START
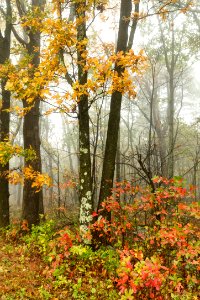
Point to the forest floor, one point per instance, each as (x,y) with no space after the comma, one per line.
(21,274)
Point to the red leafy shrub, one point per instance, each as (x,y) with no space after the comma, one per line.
(157,235)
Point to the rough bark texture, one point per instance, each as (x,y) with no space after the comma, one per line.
(32,205)
(5,118)
(85,178)
(115,109)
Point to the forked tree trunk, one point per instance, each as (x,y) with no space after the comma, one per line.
(115,109)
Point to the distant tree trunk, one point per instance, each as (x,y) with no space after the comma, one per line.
(4,117)
(33,202)
(85,178)
(115,109)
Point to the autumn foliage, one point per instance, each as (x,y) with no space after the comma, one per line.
(157,236)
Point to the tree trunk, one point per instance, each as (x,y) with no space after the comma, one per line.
(85,179)
(5,117)
(115,109)
(33,201)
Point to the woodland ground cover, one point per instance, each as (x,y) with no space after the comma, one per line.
(149,249)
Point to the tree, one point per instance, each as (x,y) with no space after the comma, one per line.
(124,43)
(32,200)
(5,42)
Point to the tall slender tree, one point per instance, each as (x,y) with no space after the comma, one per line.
(5,41)
(32,205)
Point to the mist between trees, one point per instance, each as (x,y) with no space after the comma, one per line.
(93,93)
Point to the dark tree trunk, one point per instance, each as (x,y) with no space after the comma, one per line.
(85,194)
(33,201)
(115,109)
(5,118)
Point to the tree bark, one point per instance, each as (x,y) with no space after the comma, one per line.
(32,205)
(115,109)
(5,42)
(85,178)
END
DIRECTIONS:
Copy out everything from the line containing "Point to the forked" down to the last line of the records, reproducing each line word for word.

THE SOLUTION:
Point to the forked tree trunk, one point per instance, each as (x,y) with no space after the comma, one per line.
(115,109)
Point to the distant tree trunk, one point per instance, each as (x,y) with no space after the comma, one per line.
(4,117)
(33,202)
(85,178)
(115,109)
Point to the autumn foliage, one point per instance, each as (x,y) with no space after the comma, one per line.
(157,236)
Point to the tree trunk, one point per instance, each as (x,y) with no space after the comma, one per line.
(85,179)
(5,117)
(115,109)
(33,201)
Point to the woodland ground cover, one point per instance, each as (x,y) with no space after the comma, one per line.
(149,249)
Point to the tree, one point per instance, each as (x,y) with no space after the comma, one per line.
(124,43)
(32,200)
(5,42)
Point to the tall slender tree, one point per instance, each as (x,y) with no space after the comma, one per line.
(5,41)
(32,205)
Point to the mist between trees, one point per instance, each as (x,y) with no space after the comma, one per line.
(93,93)
Point to the dark tree trunk, one point per instance, each as (x,y) with no space after the comma, one per line.
(85,194)
(33,201)
(115,109)
(5,118)
Point to the tree bark, one point per instance, each as (x,y) with no space after the comma, one per line.
(32,205)
(115,109)
(5,42)
(85,178)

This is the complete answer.